Source extract:

*-*-*

# s-video problem



## paulr28 (Apr 21, 2010)

i have an s-video cable running from my laptop to my tv. the picture is fine, however there is awful feedback. it only goes away when i lower the volume on my tv. I am using the tv speakers for audio tho. the audio is fine but the feedback is still there. what can i do besides hooking speakers up to my laptop.


----------



## tonyvdb (Sep 5, 2007)

Sounds like your microphone is still on on the laptop. Go into your sound properties and disable the mic.


----------



## paulr28 (Apr 21, 2010)

i found out is has something to do with my power. when i unplugged my laptop adaptor from the wall the noise went away. when i plugged it back up the noise came back.


----------



## tonyvdb (Sep 5, 2007)

If you plug the laptop power into the same plug as the TV this may go away. Its a common problem.


----------



## paulr28 (Apr 21, 2010)

that didnt help. i even plugged it in as far away then in the same plug and that didnt work. ne other ideas. i doesnt make sense to me.


----------



## tonyvdb (Sep 5, 2007)

Its common due to the fat that laptops are not grounded and the internal components do not have any noise filtering. Using the battery power is the only way around this in allot of cases.


----------

*-*-*

Required tasks:
**1.** In the s-video thread, what did paulr28 find made the noise go away?
**2.** Arrange the lines of the listing as a numbered list, starting at the line that contains "instance: [(515, 853)]" and ending at the last line of the listing. Leave out blank lines.
The s-video thread and the listing are separate, unrelated material.

*-*-*

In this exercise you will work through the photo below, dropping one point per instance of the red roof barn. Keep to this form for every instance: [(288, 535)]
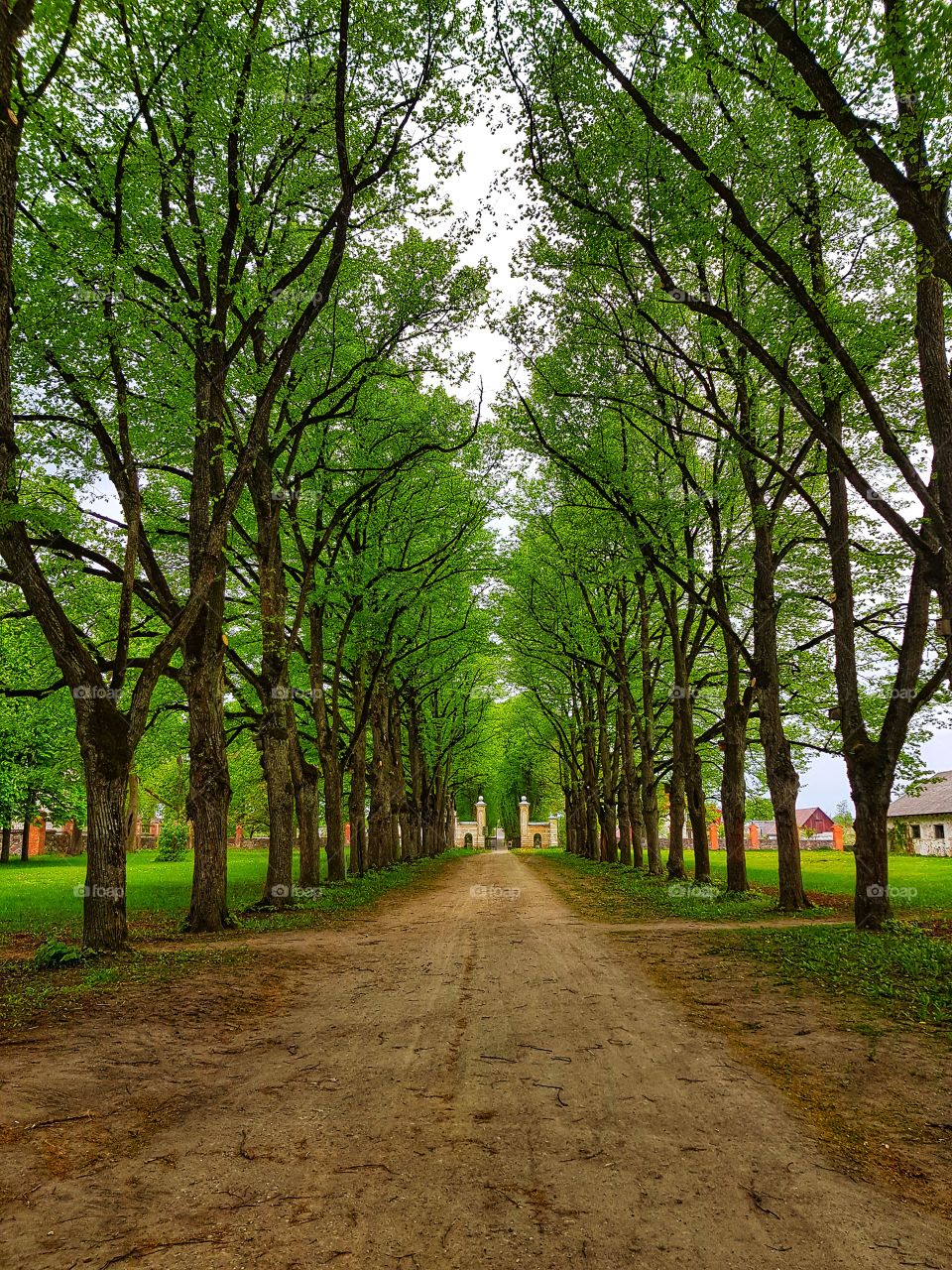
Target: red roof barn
[(815, 820)]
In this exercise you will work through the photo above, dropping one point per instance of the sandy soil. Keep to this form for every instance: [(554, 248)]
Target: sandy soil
[(460, 1080)]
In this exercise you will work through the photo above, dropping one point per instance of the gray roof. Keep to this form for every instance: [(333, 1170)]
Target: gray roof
[(936, 799)]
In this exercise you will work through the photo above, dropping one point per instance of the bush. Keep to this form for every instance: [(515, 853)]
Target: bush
[(173, 842), (54, 952)]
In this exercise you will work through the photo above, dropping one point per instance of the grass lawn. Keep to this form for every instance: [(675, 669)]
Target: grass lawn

*-*-*

Solved problems:
**1.** Unplugging the laptop adaptor from the wall made the noise go away.

**2.**
1. In this exercise you will work through the photo above, dropping one point per instance of the bush. Keep to this form for every instance: [(515, 853)]
2. Target: bush
3. [(173, 842), (54, 952)]
4. In this exercise you will work through the photo above, dropping one point per instance of the grass lawn. Keep to this form for every instance: [(675, 669)]
5. Target: grass lawn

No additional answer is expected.